STUDY TEXT »

----

= Eric MacLeish =

American lawyer

Roderick "Eric" MacLeish (born October 31, 1952) is a lawyer known for representing hundreds of sexual abuse victims in the Boston area during the Catholic priest sexual abuse scandal while he was a Boston-based partner of Greenberg Traurig, a Miami-based law firm. His clients included those abused by Paul Shanley.

== Abuse cases ==
MacLeish started representing victims of clergy abuse in 1992 in a case involving former Fall River, Massachusetts priest James Porter, who was accused of molesting 68 children in southeastern Massachusetts and ultimately sent to prison.

After the priest abuse cases, MacLeish stopped practicing law. He returned in 2011 and took on cases involving inadequate patient care at Bridgewater State Hospital, where patients had been sent to prolonged solitary confinement in violation of state law. MacLeish won a preliminary injunction in 2014 and subsequently settled a class action lawsuit.

In 2015, MacLeish reconnected with a former sex abuse client who had been sexually abused at St. George's School, which MacLeish had attended. MacLeish and his client attempted to have the school name the abuser, former athletic trainer Al Gibbs, and send a letter to alums. When the school resisted, the client went public in The Boston Globe. More victims came forward, and the school ultimately agreed to a well-publicized settlement.

MacLeish has continued to represent victims of sexual abuse at private schools, camps, and other institutions since the St. George's case. Commencing in 2019, MacLeish began representing victims of domestic violence in restraining order cases without charging a fee.

----

PROMPT 1 » From the Eric MacLeish article, write out the passage starting with "After the priest" and going on through "a well-publicized settlement.".
PROMPT 2 »
Answer these from the Eric MacLeish article:
(a) In what year did MacLeish begin representing victims of clergy abuse?
(b) At which hospital did the patient care cases he took on after returning to law in 2011 take place?
(c) Who was the abuser that MacLeish and his client wanted St. George's School to name?

Dataset excerpts
----

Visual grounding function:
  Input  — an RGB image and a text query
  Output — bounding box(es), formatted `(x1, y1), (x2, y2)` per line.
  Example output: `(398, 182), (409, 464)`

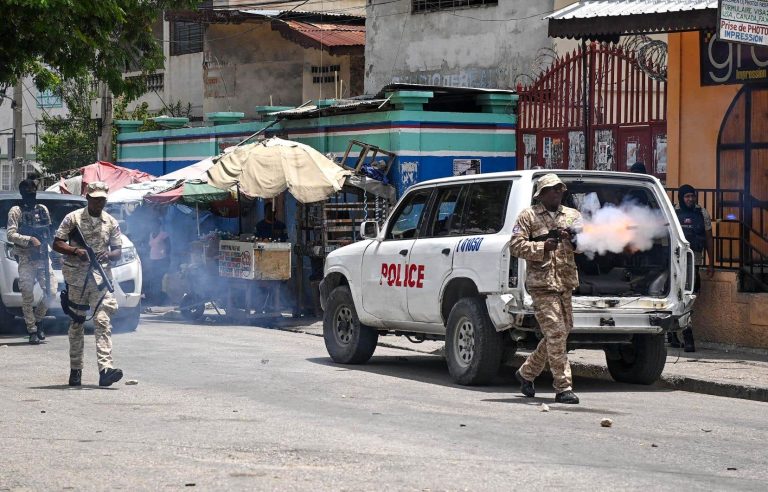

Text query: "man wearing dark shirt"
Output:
(256, 202), (288, 241)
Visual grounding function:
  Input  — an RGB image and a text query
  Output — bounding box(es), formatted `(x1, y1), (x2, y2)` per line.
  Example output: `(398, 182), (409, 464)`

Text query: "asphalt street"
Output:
(0, 317), (768, 491)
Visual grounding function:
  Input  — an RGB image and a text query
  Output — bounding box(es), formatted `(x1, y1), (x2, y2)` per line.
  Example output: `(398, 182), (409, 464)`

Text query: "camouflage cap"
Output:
(85, 181), (109, 198)
(533, 173), (568, 198)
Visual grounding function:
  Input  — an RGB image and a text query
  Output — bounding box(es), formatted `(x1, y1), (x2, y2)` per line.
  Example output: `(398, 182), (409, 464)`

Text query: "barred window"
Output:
(411, 0), (499, 14)
(35, 90), (62, 108)
(171, 21), (204, 55)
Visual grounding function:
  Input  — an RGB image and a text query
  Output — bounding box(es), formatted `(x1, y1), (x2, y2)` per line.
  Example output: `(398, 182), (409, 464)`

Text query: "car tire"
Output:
(445, 297), (504, 386)
(605, 334), (667, 384)
(112, 304), (141, 333)
(179, 294), (205, 321)
(323, 285), (379, 364)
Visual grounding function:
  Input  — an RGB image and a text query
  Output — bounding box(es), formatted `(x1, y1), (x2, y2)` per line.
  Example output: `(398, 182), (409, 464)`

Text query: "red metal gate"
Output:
(517, 43), (667, 179)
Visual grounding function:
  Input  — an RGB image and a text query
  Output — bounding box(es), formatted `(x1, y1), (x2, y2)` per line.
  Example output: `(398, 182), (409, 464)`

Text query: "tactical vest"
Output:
(675, 207), (707, 253)
(19, 205), (52, 260)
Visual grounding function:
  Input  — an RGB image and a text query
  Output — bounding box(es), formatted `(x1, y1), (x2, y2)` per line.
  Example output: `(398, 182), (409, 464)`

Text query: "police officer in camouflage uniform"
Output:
(8, 178), (56, 345)
(53, 181), (123, 386)
(511, 174), (581, 404)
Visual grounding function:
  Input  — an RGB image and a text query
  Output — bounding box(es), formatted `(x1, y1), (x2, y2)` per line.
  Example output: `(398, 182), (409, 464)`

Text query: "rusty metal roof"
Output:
(272, 20), (365, 48)
(546, 0), (717, 41)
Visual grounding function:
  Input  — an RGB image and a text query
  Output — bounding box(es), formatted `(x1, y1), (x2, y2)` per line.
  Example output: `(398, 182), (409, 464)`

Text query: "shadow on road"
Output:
(307, 355), (673, 404)
(29, 384), (117, 391)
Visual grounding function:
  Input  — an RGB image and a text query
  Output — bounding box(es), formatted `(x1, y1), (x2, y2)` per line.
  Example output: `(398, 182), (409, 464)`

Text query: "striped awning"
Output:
(546, 0), (717, 41)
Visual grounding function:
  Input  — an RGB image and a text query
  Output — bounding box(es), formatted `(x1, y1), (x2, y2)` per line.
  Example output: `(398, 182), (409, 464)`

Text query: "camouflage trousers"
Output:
(19, 256), (57, 333)
(67, 279), (117, 371)
(520, 292), (573, 393)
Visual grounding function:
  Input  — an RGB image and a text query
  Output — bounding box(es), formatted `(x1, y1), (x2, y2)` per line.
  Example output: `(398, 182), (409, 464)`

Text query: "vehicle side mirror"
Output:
(360, 220), (379, 239)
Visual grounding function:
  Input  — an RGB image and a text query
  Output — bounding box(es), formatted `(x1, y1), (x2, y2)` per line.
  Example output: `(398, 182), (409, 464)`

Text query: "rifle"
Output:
(72, 226), (115, 292)
(531, 227), (579, 243)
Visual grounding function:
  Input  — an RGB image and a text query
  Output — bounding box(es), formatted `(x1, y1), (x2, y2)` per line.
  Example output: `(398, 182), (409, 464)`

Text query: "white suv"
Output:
(0, 192), (141, 331)
(320, 171), (695, 384)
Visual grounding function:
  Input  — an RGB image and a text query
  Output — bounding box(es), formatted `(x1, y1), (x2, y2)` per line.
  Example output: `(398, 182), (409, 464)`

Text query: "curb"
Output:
(279, 328), (768, 402)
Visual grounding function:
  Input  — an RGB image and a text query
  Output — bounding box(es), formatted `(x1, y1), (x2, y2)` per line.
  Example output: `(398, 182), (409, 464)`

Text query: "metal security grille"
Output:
(411, 0), (499, 14)
(517, 43), (667, 179)
(171, 21), (205, 55)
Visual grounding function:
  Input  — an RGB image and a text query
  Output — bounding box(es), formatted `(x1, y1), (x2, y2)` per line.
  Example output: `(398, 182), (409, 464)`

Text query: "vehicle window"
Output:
(463, 181), (512, 235)
(0, 200), (86, 228)
(386, 189), (432, 239)
(426, 186), (465, 237)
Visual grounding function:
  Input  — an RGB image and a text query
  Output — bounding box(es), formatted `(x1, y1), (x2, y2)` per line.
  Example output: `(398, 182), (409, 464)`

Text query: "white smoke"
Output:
(576, 193), (669, 258)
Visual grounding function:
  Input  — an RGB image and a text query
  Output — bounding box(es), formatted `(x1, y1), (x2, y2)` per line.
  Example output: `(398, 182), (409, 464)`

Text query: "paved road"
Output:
(0, 319), (768, 490)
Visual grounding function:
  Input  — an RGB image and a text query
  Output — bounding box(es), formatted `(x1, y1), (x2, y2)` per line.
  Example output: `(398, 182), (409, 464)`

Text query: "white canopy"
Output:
(208, 137), (352, 203)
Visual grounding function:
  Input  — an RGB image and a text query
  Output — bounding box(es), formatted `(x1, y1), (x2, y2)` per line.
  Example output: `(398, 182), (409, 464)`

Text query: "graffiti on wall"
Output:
(392, 68), (502, 89)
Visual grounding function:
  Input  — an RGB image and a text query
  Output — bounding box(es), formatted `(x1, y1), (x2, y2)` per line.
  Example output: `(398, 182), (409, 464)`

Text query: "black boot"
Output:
(683, 328), (696, 352)
(515, 370), (536, 398)
(69, 369), (83, 386)
(555, 390), (579, 405)
(667, 331), (682, 348)
(37, 320), (45, 340)
(99, 367), (123, 386)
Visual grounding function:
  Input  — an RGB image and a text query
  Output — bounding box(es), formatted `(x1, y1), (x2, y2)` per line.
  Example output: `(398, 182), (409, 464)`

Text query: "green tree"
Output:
(35, 77), (99, 173)
(0, 0), (200, 99)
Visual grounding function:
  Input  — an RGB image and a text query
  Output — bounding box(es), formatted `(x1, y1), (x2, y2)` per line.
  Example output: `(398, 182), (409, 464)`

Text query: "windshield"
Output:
(0, 199), (86, 228)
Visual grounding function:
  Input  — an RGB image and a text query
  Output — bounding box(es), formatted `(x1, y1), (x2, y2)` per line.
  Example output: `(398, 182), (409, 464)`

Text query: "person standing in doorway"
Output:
(147, 217), (171, 305)
(53, 181), (123, 386)
(667, 184), (715, 352)
(8, 177), (56, 345)
(510, 174), (581, 404)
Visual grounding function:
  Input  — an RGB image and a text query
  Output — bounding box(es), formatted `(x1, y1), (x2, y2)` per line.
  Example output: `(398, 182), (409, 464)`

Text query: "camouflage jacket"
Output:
(510, 204), (581, 292)
(7, 203), (51, 257)
(55, 207), (123, 286)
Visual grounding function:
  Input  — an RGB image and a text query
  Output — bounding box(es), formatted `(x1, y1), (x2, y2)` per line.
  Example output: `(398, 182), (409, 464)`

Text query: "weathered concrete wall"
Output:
(693, 270), (768, 348)
(365, 0), (554, 93)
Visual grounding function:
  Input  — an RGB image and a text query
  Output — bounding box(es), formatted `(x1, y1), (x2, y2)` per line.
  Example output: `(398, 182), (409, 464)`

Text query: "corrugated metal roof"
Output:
(546, 0), (717, 42)
(545, 0), (717, 19)
(285, 20), (365, 46)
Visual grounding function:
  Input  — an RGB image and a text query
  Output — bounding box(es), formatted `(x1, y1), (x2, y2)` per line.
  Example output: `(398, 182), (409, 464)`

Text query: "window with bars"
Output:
(171, 21), (205, 55)
(310, 65), (341, 84)
(411, 0), (499, 14)
(35, 90), (62, 108)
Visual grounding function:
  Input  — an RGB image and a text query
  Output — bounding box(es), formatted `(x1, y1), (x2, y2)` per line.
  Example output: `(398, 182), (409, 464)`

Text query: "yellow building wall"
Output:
(667, 32), (741, 188)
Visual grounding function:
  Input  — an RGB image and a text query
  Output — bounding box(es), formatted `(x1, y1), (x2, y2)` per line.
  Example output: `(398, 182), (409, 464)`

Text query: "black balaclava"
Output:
(19, 179), (37, 208)
(677, 185), (696, 209)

----

WRITTEN SOLUTION 1 »
After the priest abuse cases, MacLeish stopped practicing law. He returned in 2011 and took on cases involving inadequate patient care at Bridgewater State Hospital, where patients had been sent to prolonged solitary confinement in violation of state law. MacLeish won a preliminary injunction in 2014 and subsequently settled a class action lawsuit.

In 2015, MacLeish reconnected with a former sex abuse client who had been sexually abused at St. George's School, which MacLeish had attended. MacLeish and his client attempted to have the school name the abuser, former athletic trainer Al Gibbs, and send a letter to alums. When the school resisted, the client went public in The Boston Globe. More victims came forward, and the school ultimately agreed to a well-publicized settlement.

WRITTEN SOLUTION 2 »
(a) 1992
(b) Bridgewater State Hospital
(c) Al Gibbs, a former athletic trainer